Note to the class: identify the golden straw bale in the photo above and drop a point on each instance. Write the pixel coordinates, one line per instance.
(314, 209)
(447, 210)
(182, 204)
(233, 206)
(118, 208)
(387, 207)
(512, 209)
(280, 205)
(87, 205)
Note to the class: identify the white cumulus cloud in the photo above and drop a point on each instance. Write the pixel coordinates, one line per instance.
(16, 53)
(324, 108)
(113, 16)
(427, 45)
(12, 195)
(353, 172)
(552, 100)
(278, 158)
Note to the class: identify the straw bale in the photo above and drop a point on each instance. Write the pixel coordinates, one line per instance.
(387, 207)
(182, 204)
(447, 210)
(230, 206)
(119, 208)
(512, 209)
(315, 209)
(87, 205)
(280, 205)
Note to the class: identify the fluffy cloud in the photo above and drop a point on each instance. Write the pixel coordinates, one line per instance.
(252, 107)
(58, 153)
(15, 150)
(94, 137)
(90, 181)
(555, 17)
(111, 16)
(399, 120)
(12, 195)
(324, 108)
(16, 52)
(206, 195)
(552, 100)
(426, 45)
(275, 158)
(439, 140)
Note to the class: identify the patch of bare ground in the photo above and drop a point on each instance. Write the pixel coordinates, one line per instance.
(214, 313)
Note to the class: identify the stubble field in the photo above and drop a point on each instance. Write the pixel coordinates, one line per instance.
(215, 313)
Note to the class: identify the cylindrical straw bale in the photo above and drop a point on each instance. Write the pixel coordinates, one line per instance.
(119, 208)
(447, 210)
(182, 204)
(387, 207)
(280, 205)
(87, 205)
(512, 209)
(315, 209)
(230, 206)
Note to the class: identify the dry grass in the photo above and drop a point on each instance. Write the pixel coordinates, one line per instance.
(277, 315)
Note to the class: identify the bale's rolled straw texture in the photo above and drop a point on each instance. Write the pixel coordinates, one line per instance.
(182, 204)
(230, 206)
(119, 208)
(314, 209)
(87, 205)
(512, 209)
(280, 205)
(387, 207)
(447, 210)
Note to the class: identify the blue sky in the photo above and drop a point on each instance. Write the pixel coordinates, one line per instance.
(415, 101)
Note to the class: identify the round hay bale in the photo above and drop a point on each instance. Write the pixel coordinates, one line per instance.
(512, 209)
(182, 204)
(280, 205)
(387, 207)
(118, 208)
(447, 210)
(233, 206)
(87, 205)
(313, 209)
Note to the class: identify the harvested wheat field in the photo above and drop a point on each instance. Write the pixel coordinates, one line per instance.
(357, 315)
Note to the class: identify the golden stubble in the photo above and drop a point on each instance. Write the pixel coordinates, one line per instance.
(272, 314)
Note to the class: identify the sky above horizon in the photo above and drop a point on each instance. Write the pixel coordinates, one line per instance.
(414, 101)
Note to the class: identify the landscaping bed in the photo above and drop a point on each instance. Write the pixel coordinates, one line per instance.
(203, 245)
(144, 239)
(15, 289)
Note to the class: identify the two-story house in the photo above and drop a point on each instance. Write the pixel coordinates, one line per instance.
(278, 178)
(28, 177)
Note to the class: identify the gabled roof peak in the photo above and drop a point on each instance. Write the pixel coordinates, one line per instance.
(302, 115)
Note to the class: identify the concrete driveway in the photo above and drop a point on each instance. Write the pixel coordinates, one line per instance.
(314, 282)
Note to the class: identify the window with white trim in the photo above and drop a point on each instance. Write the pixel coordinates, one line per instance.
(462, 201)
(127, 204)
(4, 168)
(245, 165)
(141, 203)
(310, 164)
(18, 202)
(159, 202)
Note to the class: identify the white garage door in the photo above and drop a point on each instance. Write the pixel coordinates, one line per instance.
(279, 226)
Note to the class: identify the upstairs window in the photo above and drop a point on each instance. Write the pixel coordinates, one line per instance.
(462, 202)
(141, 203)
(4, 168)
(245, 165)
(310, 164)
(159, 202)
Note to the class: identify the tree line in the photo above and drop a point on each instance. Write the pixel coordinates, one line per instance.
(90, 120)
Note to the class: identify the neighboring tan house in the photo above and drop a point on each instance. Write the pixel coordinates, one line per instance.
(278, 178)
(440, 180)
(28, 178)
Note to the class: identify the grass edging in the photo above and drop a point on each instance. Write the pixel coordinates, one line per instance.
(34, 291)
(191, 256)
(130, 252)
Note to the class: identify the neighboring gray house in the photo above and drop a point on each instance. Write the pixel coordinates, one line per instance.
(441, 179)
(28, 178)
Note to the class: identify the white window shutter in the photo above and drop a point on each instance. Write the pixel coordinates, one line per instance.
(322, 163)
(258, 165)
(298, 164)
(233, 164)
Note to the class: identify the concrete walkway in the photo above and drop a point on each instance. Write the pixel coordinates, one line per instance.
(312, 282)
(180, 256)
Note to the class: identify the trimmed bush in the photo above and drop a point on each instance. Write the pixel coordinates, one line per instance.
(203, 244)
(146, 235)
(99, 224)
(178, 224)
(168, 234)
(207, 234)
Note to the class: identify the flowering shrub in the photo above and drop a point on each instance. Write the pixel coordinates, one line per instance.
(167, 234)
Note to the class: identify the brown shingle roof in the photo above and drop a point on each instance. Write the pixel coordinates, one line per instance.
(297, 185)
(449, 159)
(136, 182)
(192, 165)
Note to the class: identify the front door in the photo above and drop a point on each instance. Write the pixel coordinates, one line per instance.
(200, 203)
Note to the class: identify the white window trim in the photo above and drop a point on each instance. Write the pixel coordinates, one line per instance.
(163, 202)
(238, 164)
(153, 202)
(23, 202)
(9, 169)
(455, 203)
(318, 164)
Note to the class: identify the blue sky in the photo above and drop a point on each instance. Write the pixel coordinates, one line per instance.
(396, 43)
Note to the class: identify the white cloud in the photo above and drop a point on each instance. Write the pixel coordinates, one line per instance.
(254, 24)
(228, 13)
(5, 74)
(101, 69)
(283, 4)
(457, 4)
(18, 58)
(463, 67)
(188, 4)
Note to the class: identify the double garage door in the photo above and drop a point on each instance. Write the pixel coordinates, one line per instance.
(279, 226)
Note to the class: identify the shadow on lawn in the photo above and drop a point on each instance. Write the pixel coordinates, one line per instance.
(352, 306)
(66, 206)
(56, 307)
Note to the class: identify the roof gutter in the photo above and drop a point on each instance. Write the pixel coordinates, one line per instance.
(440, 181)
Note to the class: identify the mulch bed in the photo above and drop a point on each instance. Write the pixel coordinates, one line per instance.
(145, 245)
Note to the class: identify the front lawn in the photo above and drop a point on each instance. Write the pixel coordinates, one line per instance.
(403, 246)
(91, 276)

────────────────

* _What the exercise asks_
Type out the whole listing above again, exactly as it stands.

* _Complete output_
Note to the class: identify the golden straw bale in the photo above and drop a point on each instance. Write the pixel coordinates, one line per instance.
(314, 209)
(447, 210)
(182, 204)
(233, 206)
(118, 208)
(387, 207)
(512, 209)
(280, 205)
(87, 205)
Note to the class: identify the white cumulus cloud in the photo above and drop a point on each instance. Write the pixel coordinates, one line per instance.
(16, 53)
(324, 108)
(113, 16)
(427, 45)
(12, 195)
(353, 172)
(552, 100)
(278, 158)
Note to the class: identify the straw bale in the photo above and drop a point on each instance. Write the pixel coordinates, one line per instance.
(387, 207)
(182, 204)
(447, 210)
(230, 206)
(119, 208)
(512, 209)
(315, 209)
(87, 205)
(280, 205)
Note to the class: identify the fluffy cloud in the photo above and drop a point on each instance. Write the pixel coordinates, one line per instance.
(252, 107)
(58, 153)
(15, 150)
(94, 137)
(90, 181)
(555, 17)
(111, 16)
(399, 120)
(12, 195)
(324, 108)
(16, 52)
(206, 195)
(552, 100)
(426, 45)
(275, 158)
(439, 140)
Note to the class: identify the patch of bare ground in the photo above and drop a point on each instance. Write the pixel coordinates, one line per instance.
(214, 313)
Note to the class: identify the stubble field in the photo above and drop a point on each instance. Write the pixel coordinates, one line per instance.
(215, 313)
Note to the class: identify the cylindrical straw bale in the photo above and drop a point on each instance. Write the pixel coordinates, one line per instance.
(119, 208)
(447, 210)
(182, 204)
(387, 207)
(280, 205)
(87, 205)
(512, 209)
(315, 209)
(230, 206)
Note to the class: identify the dry grass in the photo above and drop a point on each instance. Write the pixel coordinates, one line per instance.
(277, 315)
Note to the class: identify the bale's rolled straw texture in the photo above and drop a point on each instance. Write the pixel coordinates, one line per instance.
(182, 204)
(230, 206)
(119, 208)
(314, 209)
(87, 205)
(512, 209)
(280, 205)
(387, 207)
(447, 210)
Note to the class: identify the blue sky in the photo above and drop a point on each instance. Write the pixel coordinates, one line per instance.
(415, 101)
Note to the class: identify the round hay bale in the photo above and drop a point on each instance. Write the pixel coordinates, one line per instance.
(512, 209)
(182, 204)
(280, 205)
(387, 207)
(118, 208)
(447, 210)
(233, 206)
(87, 205)
(313, 209)
Note to the class: identify the harvested wheat field in the photo above and drop a point on each instance. Write the pixel coordinates, one line per instance.
(357, 315)
Note to the class: identify the golden stubble in the photo above and drop a point on each instance. Write the pixel coordinates, one line per instance.
(272, 314)
Note to the class: identify the sky above horizon in the photo above and drop a point on each instance. Write the pixel coordinates, one line per instance.
(414, 101)
Note to the class: identify the landscaping bed in the photo above and drop a point on each instance. Write the pixel coordinates, one line per instance.
(203, 245)
(144, 239)
(15, 289)
Note to the class: identify the two-story house in the photo above and drop a point on each instance. Write the pixel coordinates, one line per instance.
(278, 178)
(28, 177)
Note to the class: identify the gabled roof peak in the photo above and drop a point on each instance. Write the pixel coordinates, one line per instance.
(302, 115)
Note to the class: identify the concrete driveway in the photo above and drop a point on each instance. Write the pixel coordinates, one line per instance.
(314, 282)
Note to the class: identify the window with white trim in the photo above and drop a point on each instance. Write the pixel coordinates, one line per instance.
(462, 201)
(127, 204)
(4, 168)
(245, 165)
(141, 203)
(310, 164)
(18, 202)
(159, 202)
Note to the class: identify the white garage door in the photo above and drop a point on each instance. Write the pixel coordinates, one line per instance.
(279, 226)
Note to the class: identify the upstairs window in the photo above and drop a point on each instance. Write the pixel coordinates, one line per instance.
(462, 202)
(141, 203)
(4, 168)
(245, 165)
(310, 164)
(159, 202)
Note to the class: identify the tree line in the photo above and drop a point on each instance. Write the pixel coordinates, one line per instance.
(90, 120)
Note to the class: identify the neighboring tan house in the photo above and drop a point on each instance. Write the pixel coordinates, one line per instance.
(278, 178)
(440, 180)
(28, 178)
Note to the class: identify the grass edging in the photo above and drop a point on each instance. Write the pixel coordinates, one line per instance.
(34, 291)
(191, 256)
(130, 252)
Note to the class: identify the neighboring gray house in the photo above and drop a point on each instance. Write the pixel coordinates, one line per instance.
(441, 179)
(28, 178)
Note to the class: identify the white window shutter in the photo above and drop a point on each instance. Write the pixel coordinates, one line per instance.
(322, 163)
(258, 165)
(298, 164)
(233, 164)
Note to the class: identify the concrete walkway in the photo above and drop a point on each instance. Write the pixel coordinates, one line per instance.
(312, 282)
(180, 256)
Note to the class: identify the trimmed bush in the photo above and drop a point on each instance. Write the pixel coordinates, one line per instance.
(203, 244)
(146, 235)
(99, 224)
(178, 224)
(168, 234)
(207, 234)
Note to the class: identify the flowering shrub in the photo above and drop a point on each instance. Write the pixel coordinates, one line per instance.
(167, 234)
Note to the class: identify the brown shingle roof in the photo above and drop a point on each instance. Write the pixel coordinates, one line per instance.
(297, 185)
(449, 159)
(136, 182)
(192, 165)
Note to the class: identify the front door in the photo above and drop a point on each instance. Write the pixel coordinates, one line per instance.
(200, 203)
Note to the class: identify the white window trim in the photo above and drop a point on each instance. Write the pixel coordinates, one line per instance.
(163, 202)
(238, 164)
(153, 202)
(23, 202)
(9, 169)
(455, 203)
(318, 164)
Note to the class: identify the blue sky in the photo above and drop a point on each instance. Write the pixel coordinates, one line per instance.
(396, 43)
Note to the class: identify the white cloud in the photo above and drop a point on each instance. Write the pixel coordinates, one line per instance.
(254, 24)
(228, 13)
(5, 74)
(101, 69)
(283, 4)
(457, 4)
(18, 58)
(463, 67)
(188, 4)
Note to the class: identify the double garage door in the photo above and drop a point on each instance. Write the pixel coordinates, one line per instance.
(279, 226)
Note to the class: identify the shadow on lawn in the photo above and drop a point on each instance. Write the pixel coordinates, one line per instance.
(352, 306)
(66, 206)
(56, 307)
Note to the class: identify the roof gutter in the photo above and drop a point on each instance. Write the pixel coordinates, one line per instance.
(440, 181)
Note to the class: identify the mulch bed in the photo above and drop a point on each instance. Write the pixel coordinates, one line per instance.
(145, 245)
Note to the class: identify the front lawn in the photo above and drop a point on each instance. Write the pixel coordinates, one line per instance.
(403, 246)
(91, 276)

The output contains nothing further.